>>>>>
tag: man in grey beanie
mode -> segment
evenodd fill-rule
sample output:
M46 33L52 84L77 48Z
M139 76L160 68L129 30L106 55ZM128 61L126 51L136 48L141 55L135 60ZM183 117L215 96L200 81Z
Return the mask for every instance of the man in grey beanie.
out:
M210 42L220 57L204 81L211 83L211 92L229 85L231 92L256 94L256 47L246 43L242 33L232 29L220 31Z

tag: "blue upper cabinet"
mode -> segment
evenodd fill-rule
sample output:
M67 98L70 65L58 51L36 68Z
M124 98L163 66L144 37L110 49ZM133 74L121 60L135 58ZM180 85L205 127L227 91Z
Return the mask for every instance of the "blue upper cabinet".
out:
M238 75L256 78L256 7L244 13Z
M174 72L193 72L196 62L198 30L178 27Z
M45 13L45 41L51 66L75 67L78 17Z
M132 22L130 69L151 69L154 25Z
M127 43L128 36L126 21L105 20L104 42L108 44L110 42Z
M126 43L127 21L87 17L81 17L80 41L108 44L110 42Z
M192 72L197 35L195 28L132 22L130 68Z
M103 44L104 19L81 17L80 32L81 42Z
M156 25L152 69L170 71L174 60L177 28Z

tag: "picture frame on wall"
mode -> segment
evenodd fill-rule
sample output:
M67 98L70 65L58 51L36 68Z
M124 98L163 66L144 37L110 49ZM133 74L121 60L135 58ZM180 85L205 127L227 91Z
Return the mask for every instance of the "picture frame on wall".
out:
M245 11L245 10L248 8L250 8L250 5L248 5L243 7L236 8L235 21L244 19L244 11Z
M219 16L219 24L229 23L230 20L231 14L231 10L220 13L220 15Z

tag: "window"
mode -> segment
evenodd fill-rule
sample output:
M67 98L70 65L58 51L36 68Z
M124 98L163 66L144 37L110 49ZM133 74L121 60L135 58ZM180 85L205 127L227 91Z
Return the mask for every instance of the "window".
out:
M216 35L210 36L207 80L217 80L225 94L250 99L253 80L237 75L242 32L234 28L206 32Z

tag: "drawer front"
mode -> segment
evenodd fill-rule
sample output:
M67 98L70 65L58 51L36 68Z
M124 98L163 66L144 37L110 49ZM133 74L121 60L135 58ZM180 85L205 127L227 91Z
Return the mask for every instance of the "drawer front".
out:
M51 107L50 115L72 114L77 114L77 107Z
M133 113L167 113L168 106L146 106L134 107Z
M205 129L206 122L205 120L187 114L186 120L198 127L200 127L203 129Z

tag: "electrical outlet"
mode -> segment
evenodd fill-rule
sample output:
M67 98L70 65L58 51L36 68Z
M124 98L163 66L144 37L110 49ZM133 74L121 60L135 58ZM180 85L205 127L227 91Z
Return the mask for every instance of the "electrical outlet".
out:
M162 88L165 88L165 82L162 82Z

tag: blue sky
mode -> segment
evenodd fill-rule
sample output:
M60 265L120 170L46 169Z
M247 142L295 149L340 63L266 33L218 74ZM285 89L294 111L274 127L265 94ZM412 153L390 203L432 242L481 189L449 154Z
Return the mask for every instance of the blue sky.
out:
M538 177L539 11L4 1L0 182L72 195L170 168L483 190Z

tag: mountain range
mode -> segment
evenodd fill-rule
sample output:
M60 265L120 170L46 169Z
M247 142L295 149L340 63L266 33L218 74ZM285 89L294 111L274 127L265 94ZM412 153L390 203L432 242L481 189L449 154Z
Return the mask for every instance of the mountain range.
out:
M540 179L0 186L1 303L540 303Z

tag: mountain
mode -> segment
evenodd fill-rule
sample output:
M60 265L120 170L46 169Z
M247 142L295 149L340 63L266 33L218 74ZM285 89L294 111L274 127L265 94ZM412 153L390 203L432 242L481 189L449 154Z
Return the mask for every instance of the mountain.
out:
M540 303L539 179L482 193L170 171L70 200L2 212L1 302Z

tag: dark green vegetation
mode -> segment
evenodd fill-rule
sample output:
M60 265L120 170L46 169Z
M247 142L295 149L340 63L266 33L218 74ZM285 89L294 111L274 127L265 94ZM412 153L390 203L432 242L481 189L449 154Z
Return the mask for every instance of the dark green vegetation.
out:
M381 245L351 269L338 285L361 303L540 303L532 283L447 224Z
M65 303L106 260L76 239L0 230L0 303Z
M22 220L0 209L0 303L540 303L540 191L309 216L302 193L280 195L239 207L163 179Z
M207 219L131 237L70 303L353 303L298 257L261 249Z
<<<<<
◆ **Task directions**
Rewrite all of the rows above, changing "evenodd" to "nonzero" and keeping everything else the same.

◆ **Full answer**
tag: man in grey beanie
mode -> segment
nonzero fill-rule
sample output:
M46 33L52 84L77 48Z
M139 76L160 68L129 30L106 55ZM128 61L126 51L136 48L141 55L135 60ZM183 117L215 96L200 81Z
Return the mask for every instance of the man in grey beanie.
out:
M210 42L220 57L204 81L211 83L211 92L229 85L231 92L256 94L256 47L246 43L242 33L232 29L220 31Z

tag: "blue upper cabinet"
mode -> segment
nonzero fill-rule
sample output:
M67 98L70 65L58 51L36 68Z
M124 98L163 66L144 37L110 49ZM133 74L121 60L135 58ZM180 85L205 127L227 91Z
Return the mask for every instance of the "blue upper cabinet".
out:
M238 75L256 78L256 7L244 13Z
M174 72L193 72L196 62L198 30L178 27Z
M45 13L45 41L51 66L75 67L78 17Z
M132 22L130 69L151 69L154 25Z
M127 43L128 36L126 21L105 20L104 42L108 44L110 42Z
M126 43L127 21L87 17L81 17L80 41L108 44L110 42Z
M192 72L197 35L195 28L132 22L130 68Z
M103 44L104 19L81 17L80 32L81 42Z
M156 25L152 69L170 71L174 60L177 28Z

tag: "picture frame on wall"
mode -> segment
nonzero fill-rule
sample output:
M67 98L70 65L58 51L36 68Z
M124 98L163 66L144 37L110 49ZM133 74L121 60L135 58ZM180 85L205 127L227 91Z
Return the mask for every instance of the "picture frame on wall".
out:
M245 11L245 10L248 8L250 8L250 5L248 5L243 7L236 8L235 21L244 19L244 11Z
M219 16L219 24L229 23L230 20L231 14L231 10L220 13L220 15Z

tag: "window"
mode -> segment
nonzero fill-rule
sample output:
M67 98L70 65L58 51L36 68Z
M124 98L163 66L144 37L110 49ZM133 74L121 60L135 58ZM180 85L205 127L227 91Z
Return the mask for every instance of the "window".
out:
M216 35L210 36L207 80L217 80L225 94L250 99L253 80L237 75L242 32L234 28L206 32Z

tag: "drawer front"
mode -> segment
nonzero fill-rule
sample output:
M67 98L70 65L58 51L36 68Z
M124 98L163 66L144 37L110 49ZM133 74L121 60L135 58ZM180 85L205 127L227 91Z
Return the mask for every instance of the "drawer front".
out:
M51 107L50 115L72 114L77 114L77 107Z
M133 113L167 113L168 106L146 106L134 107Z
M205 129L206 122L205 120L187 114L186 120L198 127L200 127L203 129Z

tag: "electrical outlet"
mode -> segment
nonzero fill-rule
sample output:
M67 98L70 65L58 51L36 68Z
M124 98L163 66L144 37L110 49ZM133 74L121 60L135 58ZM180 85L205 127L227 91Z
Return the mask for every instance of the "electrical outlet".
out:
M162 88L165 88L165 82L162 82Z

tag: blue sky
mode -> segment
nonzero fill-rule
sample output:
M60 265L120 170L46 169Z
M247 142L295 149L340 63L266 33L218 74ZM285 89L294 111L274 127L265 94ZM412 153L390 203L432 242L481 189L449 154Z
Return the mask for every instance of the blue sky.
out:
M538 177L539 11L4 1L0 182L72 195L170 168L483 190Z

tag: mountain range
mode -> segment
nonzero fill-rule
sample output:
M60 265L120 170L46 169Z
M247 142L295 149L340 63L266 33L218 74ZM285 89L294 111L274 127L265 94ZM412 153L390 203L432 242L481 189L449 154Z
Return the mask for every instance of the mountain range.
out:
M540 179L0 186L1 303L540 303Z

tag: mountain
mode -> segment
nonzero fill-rule
sample output:
M60 265L120 170L46 169Z
M247 142L295 149L340 63L266 33L218 74ZM285 89L294 111L274 127L265 94ZM412 153L390 203L432 242L481 189L449 154Z
Return the mask for every instance of the mountain.
out:
M540 303L539 179L482 193L170 171L70 200L2 212L1 302Z

tag: dark green vegetation
mode -> segment
nonzero fill-rule
sample output:
M60 265L120 170L46 169Z
M247 142L295 149L340 63L266 33L218 74ZM285 89L294 111L274 127L265 94ZM412 153L390 203L432 242L481 189L449 154Z
Return the mask for every instance of the dark green vegetation.
out:
M381 245L351 269L338 285L361 303L540 303L532 283L447 224Z
M65 303L106 260L76 239L0 230L0 303Z
M22 220L0 209L0 303L540 303L540 191L309 216L302 193L280 195L239 207L163 179Z
M207 219L131 237L70 303L353 303L298 257L261 249Z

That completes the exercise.